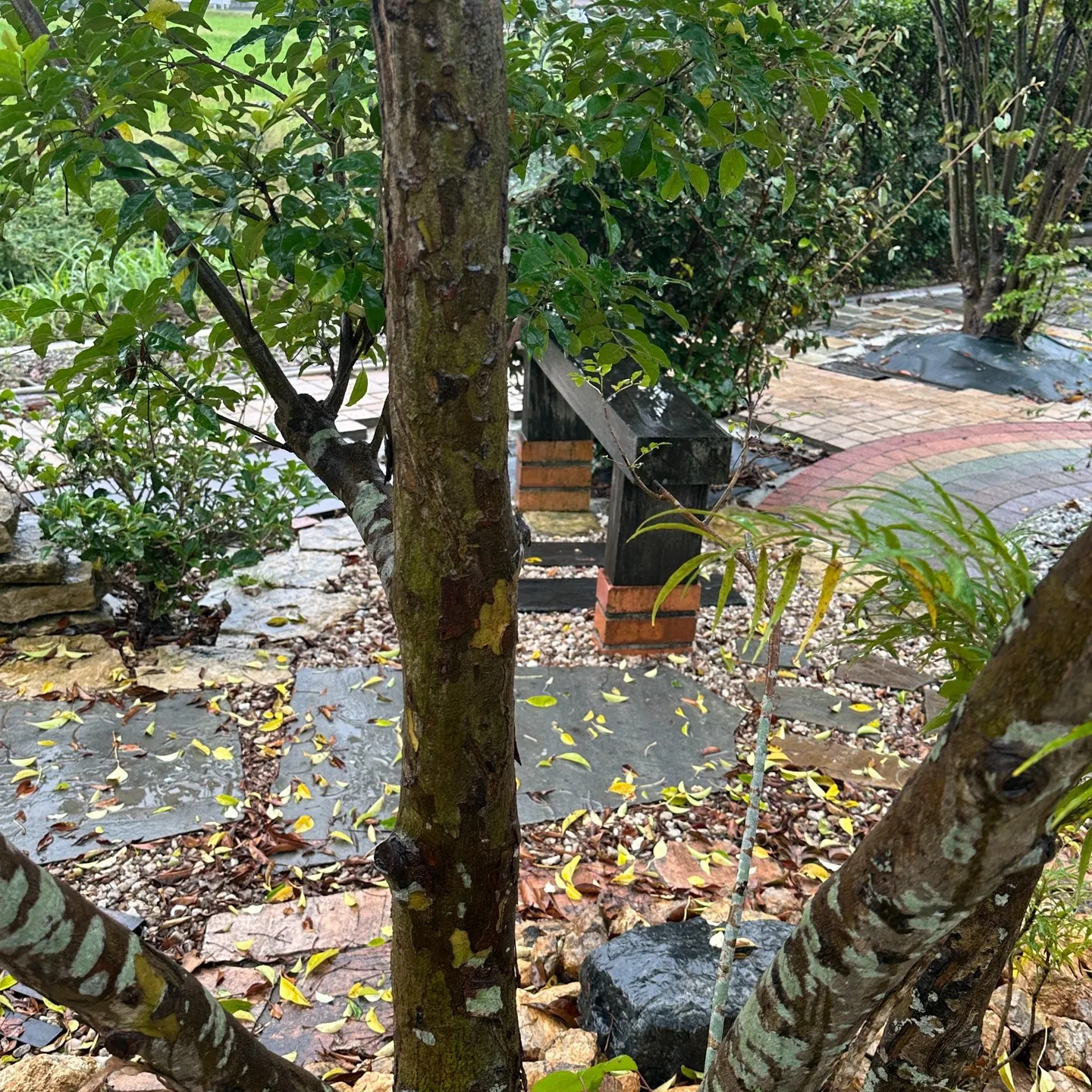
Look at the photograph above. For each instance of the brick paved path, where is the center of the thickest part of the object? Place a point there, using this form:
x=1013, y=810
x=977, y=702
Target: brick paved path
x=1009, y=469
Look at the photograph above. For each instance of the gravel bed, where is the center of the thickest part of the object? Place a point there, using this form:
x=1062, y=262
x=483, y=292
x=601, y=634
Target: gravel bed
x=1046, y=534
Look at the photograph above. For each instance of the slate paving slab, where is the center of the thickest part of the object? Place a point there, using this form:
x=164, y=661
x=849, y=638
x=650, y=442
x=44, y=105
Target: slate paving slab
x=880, y=672
x=814, y=707
x=620, y=724
x=106, y=781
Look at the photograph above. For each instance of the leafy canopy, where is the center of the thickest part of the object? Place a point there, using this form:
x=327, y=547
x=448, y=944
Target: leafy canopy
x=265, y=163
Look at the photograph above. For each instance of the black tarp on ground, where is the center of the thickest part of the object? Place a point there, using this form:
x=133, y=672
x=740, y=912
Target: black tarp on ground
x=1045, y=369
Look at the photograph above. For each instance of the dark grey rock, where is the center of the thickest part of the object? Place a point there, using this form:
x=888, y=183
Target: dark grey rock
x=650, y=992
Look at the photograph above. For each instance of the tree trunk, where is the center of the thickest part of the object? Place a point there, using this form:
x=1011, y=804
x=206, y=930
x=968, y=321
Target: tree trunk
x=140, y=1002
x=935, y=1039
x=452, y=863
x=962, y=826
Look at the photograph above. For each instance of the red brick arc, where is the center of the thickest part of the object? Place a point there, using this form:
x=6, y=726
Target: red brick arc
x=858, y=466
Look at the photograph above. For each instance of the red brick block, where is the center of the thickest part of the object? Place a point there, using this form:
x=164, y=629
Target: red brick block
x=669, y=633
x=623, y=618
x=544, y=475
x=553, y=451
x=553, y=500
x=639, y=598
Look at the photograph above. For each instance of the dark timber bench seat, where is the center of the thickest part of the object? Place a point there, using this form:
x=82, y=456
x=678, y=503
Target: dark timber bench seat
x=554, y=473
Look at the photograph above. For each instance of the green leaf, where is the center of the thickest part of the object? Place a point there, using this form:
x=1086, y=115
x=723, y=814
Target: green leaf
x=585, y=1080
x=733, y=168
x=816, y=101
x=699, y=179
x=359, y=388
x=41, y=339
x=673, y=187
x=1081, y=732
x=635, y=153
x=726, y=582
x=789, y=195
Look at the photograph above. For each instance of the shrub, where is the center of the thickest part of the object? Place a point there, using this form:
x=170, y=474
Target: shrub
x=161, y=508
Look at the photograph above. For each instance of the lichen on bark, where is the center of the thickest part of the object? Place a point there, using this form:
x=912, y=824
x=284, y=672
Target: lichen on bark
x=962, y=826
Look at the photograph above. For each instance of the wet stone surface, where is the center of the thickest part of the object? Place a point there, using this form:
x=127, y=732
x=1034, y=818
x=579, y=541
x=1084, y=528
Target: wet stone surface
x=816, y=707
x=639, y=729
x=109, y=774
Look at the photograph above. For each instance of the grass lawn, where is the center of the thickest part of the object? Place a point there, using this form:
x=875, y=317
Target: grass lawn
x=228, y=27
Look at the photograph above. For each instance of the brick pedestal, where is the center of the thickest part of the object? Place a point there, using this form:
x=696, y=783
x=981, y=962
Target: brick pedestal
x=623, y=618
x=553, y=475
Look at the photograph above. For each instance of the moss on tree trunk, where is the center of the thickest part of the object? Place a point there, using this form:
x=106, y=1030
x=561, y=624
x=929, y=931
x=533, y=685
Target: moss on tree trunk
x=452, y=861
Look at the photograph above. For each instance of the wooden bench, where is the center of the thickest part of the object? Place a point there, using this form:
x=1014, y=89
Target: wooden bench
x=686, y=451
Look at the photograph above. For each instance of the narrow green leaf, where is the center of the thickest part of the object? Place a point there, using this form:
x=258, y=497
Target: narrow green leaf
x=733, y=168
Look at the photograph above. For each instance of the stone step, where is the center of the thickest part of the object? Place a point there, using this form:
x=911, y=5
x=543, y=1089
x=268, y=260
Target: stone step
x=76, y=592
x=31, y=560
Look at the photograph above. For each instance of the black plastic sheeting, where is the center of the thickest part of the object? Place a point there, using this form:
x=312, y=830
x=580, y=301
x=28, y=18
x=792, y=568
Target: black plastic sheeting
x=1045, y=369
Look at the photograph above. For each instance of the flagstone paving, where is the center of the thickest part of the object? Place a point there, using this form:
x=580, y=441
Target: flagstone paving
x=579, y=730
x=1010, y=469
x=101, y=778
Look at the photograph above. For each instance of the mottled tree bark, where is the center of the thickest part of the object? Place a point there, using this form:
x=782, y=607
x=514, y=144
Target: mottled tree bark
x=452, y=861
x=962, y=826
x=935, y=1037
x=140, y=1002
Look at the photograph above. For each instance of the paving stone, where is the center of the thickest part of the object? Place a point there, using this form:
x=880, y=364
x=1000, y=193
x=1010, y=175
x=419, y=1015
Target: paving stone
x=31, y=560
x=282, y=614
x=292, y=568
x=77, y=592
x=563, y=524
x=296, y=1028
x=643, y=732
x=814, y=707
x=76, y=782
x=881, y=672
x=9, y=519
x=171, y=667
x=86, y=661
x=341, y=536
x=280, y=930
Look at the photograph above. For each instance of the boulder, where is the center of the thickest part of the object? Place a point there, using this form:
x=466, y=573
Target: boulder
x=585, y=933
x=76, y=592
x=86, y=660
x=375, y=1082
x=31, y=560
x=9, y=519
x=47, y=1072
x=650, y=992
x=1068, y=1043
x=573, y=1050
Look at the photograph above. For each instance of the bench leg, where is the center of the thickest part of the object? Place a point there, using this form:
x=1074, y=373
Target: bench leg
x=635, y=571
x=553, y=451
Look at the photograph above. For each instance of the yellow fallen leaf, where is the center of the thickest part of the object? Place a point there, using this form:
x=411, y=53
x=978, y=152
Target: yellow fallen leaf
x=288, y=992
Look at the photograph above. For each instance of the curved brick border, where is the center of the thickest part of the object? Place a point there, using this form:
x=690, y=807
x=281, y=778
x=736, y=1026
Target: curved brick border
x=1037, y=451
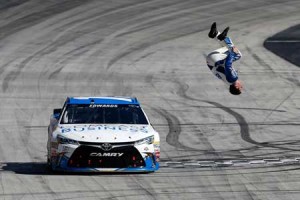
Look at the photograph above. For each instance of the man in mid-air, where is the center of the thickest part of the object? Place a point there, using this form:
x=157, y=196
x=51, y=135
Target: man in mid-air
x=220, y=60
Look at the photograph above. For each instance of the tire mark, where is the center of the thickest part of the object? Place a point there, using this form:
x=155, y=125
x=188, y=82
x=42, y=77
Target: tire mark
x=174, y=129
x=38, y=17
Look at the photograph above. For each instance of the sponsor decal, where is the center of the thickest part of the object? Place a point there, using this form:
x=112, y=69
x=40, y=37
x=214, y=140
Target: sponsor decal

| Task goal |
Put every line of the entries above into a JSON list of strings, one string per line, with no blank lines and no pictures.

| Correct response |
[
  "Look at the photograph above. For each instance of the brick paved path, where is the center of the thickest part of the object? Place a point there, using this form:",
  "x=1013, y=810",
  "x=977, y=702",
  "Target: brick paved path",
  "x=1009, y=469",
  "Look at the photograph above. For each instance of the gravel bed, where is the center of the thickest part of the object? Place a point there, using this form:",
  "x=1062, y=262",
  "x=483, y=292",
  "x=601, y=634",
  "Target: gravel bed",
  "x=1046, y=534",
  "Look at the photograph above. For each instance of the slate paving slab, where is the center of the thickest part of the object? Place a point there, using this form:",
  "x=164, y=661",
  "x=849, y=638",
  "x=650, y=442",
  "x=44, y=105",
  "Target: slate paving slab",
  "x=880, y=672",
  "x=814, y=707",
  "x=620, y=724",
  "x=106, y=781",
  "Look at the photograph above. For each instance of the leafy canopy, where is the center of the thickest part of the object? Place a point there, using this form:",
  "x=327, y=547",
  "x=448, y=944",
  "Target: leafy canopy",
  "x=265, y=163",
  "Look at the photograph above. For each instance of the black tarp on ground, where is the center of the thickest part of the object? Place a point there, using this form:",
  "x=133, y=672",
  "x=740, y=912",
  "Target: black tarp on ground",
  "x=1045, y=369",
  "Look at the photograph above. For each instance of the dark grey rock, where is the center of the thickest part of the object? Place a point there, using this form:",
  "x=888, y=183",
  "Target: dark grey rock",
  "x=650, y=992",
  "Look at the photograph above. For each instance of the tree trunk, where is the center of the thickest part of the object? Place a point there, using this form:",
  "x=1011, y=804",
  "x=206, y=930",
  "x=968, y=321",
  "Target: tree trunk",
  "x=140, y=1002",
  "x=935, y=1039",
  "x=452, y=863",
  "x=962, y=826",
  "Look at the photograph above. For each instance of the red brick arc, where is the center of the thickest part of the object? Place a point there, using this form:",
  "x=6, y=726",
  "Target: red brick arc",
  "x=858, y=466",
  "Look at the photograph above. For each instance of the red brick block, where is the center of the thickest part of the object? Place a point there, using this form:",
  "x=164, y=629",
  "Target: red brick block",
  "x=669, y=633",
  "x=623, y=618",
  "x=544, y=475",
  "x=553, y=451",
  "x=553, y=500",
  "x=639, y=598",
  "Look at the photograph above. For each instance of the dark timber bench seat, where is the center of the thickest part of the object? Place a point there, using this form:",
  "x=82, y=456",
  "x=678, y=503",
  "Target: dark timber bench seat",
  "x=554, y=473",
  "Look at the photograph above. For each instance of the green leaf, where is the center of the thickest part of the object? Place a point there, using this form:",
  "x=1086, y=115",
  "x=723, y=814",
  "Target: green leaf",
  "x=585, y=1080",
  "x=733, y=168",
  "x=816, y=101",
  "x=699, y=179",
  "x=359, y=388",
  "x=41, y=339",
  "x=673, y=187",
  "x=1081, y=732",
  "x=635, y=153",
  "x=726, y=582",
  "x=789, y=195",
  "Look at the photograph above. For each instance of the shrub, where is the center of the thickest part of the object? Place a point there, using this form:",
  "x=170, y=474",
  "Target: shrub",
  "x=161, y=508",
  "Look at the photograph above. For each instance of the lichen on bark, where is the center of the thickest part of the object? Place a point there, using this form:",
  "x=912, y=824",
  "x=284, y=672",
  "Target: lichen on bark",
  "x=962, y=826",
  "Look at the photograph above. For each instance of the wet stone surface, where is the center of the thickest part of the object? Place a point there, using this form:",
  "x=127, y=732",
  "x=1034, y=818",
  "x=579, y=541",
  "x=1084, y=528",
  "Target: wet stone surface",
  "x=816, y=707",
  "x=639, y=729",
  "x=109, y=774",
  "Look at the photograph above. For each instance of the grass lawn, where is the center of the thickest part of the object? Place a point there, using this form:",
  "x=875, y=317",
  "Target: grass lawn",
  "x=228, y=27",
  "Look at the photograph above. For each instance of the brick pedestal, where is the center of the thickest part of the object? Place a point there, using this form:",
  "x=696, y=783",
  "x=981, y=962",
  "Target: brick pedestal",
  "x=623, y=618",
  "x=553, y=475",
  "Look at the photograph above. For each instance of the moss on tree trunk, where is the center of the thickest part of the object? Place a point there, using this form:",
  "x=106, y=1030",
  "x=561, y=624",
  "x=929, y=931",
  "x=533, y=685",
  "Target: moss on tree trunk",
  "x=452, y=861",
  "Look at the photograph above. For each instance of the wooden bench, where is the center of the thickest part of the object? Place a point there, using this form:",
  "x=1014, y=89",
  "Target: wooden bench",
  "x=686, y=451",
  "Look at the photograph above. For each instance of the narrow green leaf, where is the center of the thickest part of the object? Place a point there, using this form:",
  "x=258, y=497",
  "Target: narrow green leaf",
  "x=733, y=168",
  "Look at the photograph above. For each instance of the stone step, where is the center of the thickest part of the object? Place a point there, using this form:",
  "x=911, y=5",
  "x=543, y=1089",
  "x=268, y=260",
  "Target: stone step",
  "x=76, y=592",
  "x=31, y=560",
  "Look at the photograph above. For each instance of the black plastic sheeting, where is the center of the thickest part of the object? Place a point there, using this form:",
  "x=312, y=830",
  "x=580, y=301",
  "x=28, y=18",
  "x=792, y=568",
  "Target: black plastic sheeting",
  "x=1045, y=369",
  "Look at the photograph above. For each instance of the flagstone paving, where is the center of the thickest part of the object? Place a point there, using this form:",
  "x=580, y=441",
  "Target: flagstone paving",
  "x=579, y=730",
  "x=1010, y=469",
  "x=101, y=778",
  "Look at the photograph above. For each instance of the mottled tree bark, where is the center of the thickest part of the object? Place a point there, using this form:",
  "x=782, y=607",
  "x=514, y=144",
  "Target: mottled tree bark",
  "x=452, y=861",
  "x=962, y=826",
  "x=935, y=1037",
  "x=140, y=1002",
  "Look at the photograph above. For each instance of the paving stone, where is the center of the thickest part of the object? Place a point there, using this form:",
  "x=880, y=364",
  "x=1000, y=193",
  "x=1010, y=175",
  "x=419, y=1015",
  "Target: paving stone",
  "x=31, y=560",
  "x=282, y=614",
  "x=292, y=568",
  "x=77, y=592",
  "x=563, y=524",
  "x=296, y=1028",
  "x=643, y=732",
  "x=814, y=707",
  "x=76, y=782",
  "x=881, y=672",
  "x=9, y=519",
  "x=171, y=667",
  "x=86, y=661",
  "x=341, y=536",
  "x=280, y=930",
  "Look at the photograph above. For each instance of the boulder, where is the center of the thickest part of the object? Place a point there, using this form:",
  "x=466, y=573",
  "Target: boulder",
  "x=585, y=933",
  "x=76, y=592",
  "x=86, y=660",
  "x=375, y=1082",
  "x=31, y=560",
  "x=9, y=519",
  "x=47, y=1072",
  "x=650, y=992",
  "x=1068, y=1043",
  "x=573, y=1050",
  "Look at the photograph above. For each instance of the bench leg, where is the center of the thickest part of the object? Place a point there, using this form:",
  "x=1074, y=373",
  "Target: bench leg",
  "x=635, y=571",
  "x=553, y=451",
  "Look at the photograph above. For each instance of the yellow fallen leaf, where is the center of the thickest part of the object? Place a point there, using this form:",
  "x=411, y=53",
  "x=978, y=152",
  "Target: yellow fallen leaf",
  "x=288, y=992",
  "Look at the photograph above. For each instance of the curved brick border, where is the center of the thickest part of the object? Place a point there, using this form:",
  "x=690, y=807",
  "x=281, y=778",
  "x=736, y=1026",
  "Target: curved brick border",
  "x=1037, y=451",
  "Look at the photograph above. For each instance of the man in mid-air, where is the center of the thickest part of the object? Place a point there, using this form:",
  "x=157, y=196",
  "x=51, y=135",
  "Target: man in mid-air",
  "x=220, y=60",
  "Look at the photograph above. For each instance of the tire mark, where is the center of the thickest part of the object? Place a point there, using this form:",
  "x=155, y=125",
  "x=188, y=82",
  "x=42, y=77",
  "Target: tire mark",
  "x=174, y=129",
  "x=38, y=17",
  "Look at the photograph above. For each instance of the sponsor decal, where is the center of the thickest part of the object? Place a point there, using this form:",
  "x=112, y=69",
  "x=40, y=37",
  "x=214, y=140",
  "Target: sponsor decal"
]